▸ Task objective:
Every line from the one that contains "In this picture, where can the pine" to the end of the records must be restated word for word. No other line belongs in the answer.

▸ Recorded data:
· · ·
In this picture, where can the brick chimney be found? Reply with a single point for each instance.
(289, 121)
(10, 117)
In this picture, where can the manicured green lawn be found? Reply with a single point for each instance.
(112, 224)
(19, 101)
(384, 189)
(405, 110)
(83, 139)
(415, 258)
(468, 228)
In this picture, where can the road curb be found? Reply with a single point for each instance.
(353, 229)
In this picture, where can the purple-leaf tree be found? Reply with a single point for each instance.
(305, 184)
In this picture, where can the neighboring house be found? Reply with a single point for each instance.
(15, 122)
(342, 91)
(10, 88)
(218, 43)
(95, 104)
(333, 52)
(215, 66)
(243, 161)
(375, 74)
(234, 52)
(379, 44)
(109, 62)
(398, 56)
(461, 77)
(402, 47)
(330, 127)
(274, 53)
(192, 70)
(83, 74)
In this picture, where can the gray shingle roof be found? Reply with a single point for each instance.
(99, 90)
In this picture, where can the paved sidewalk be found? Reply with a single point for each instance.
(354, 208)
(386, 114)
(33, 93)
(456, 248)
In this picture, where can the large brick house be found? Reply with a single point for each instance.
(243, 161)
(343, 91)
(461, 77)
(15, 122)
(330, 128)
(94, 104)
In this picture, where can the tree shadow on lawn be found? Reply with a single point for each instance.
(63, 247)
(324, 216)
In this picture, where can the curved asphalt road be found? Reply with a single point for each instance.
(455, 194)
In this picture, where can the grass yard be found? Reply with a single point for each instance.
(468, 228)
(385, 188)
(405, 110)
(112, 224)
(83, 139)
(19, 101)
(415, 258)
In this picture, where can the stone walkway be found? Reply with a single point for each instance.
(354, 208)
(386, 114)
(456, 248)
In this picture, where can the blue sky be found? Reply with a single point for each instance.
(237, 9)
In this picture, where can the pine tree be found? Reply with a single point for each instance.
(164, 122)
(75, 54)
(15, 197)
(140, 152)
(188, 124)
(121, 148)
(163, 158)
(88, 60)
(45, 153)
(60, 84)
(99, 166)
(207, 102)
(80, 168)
· · ·
▸ Response to this exercise:
In this picture, where can the pine tree be found? Reply with a single point for each instance.
(164, 122)
(75, 54)
(15, 197)
(140, 152)
(188, 124)
(121, 148)
(163, 158)
(88, 60)
(45, 153)
(60, 84)
(99, 166)
(207, 102)
(80, 168)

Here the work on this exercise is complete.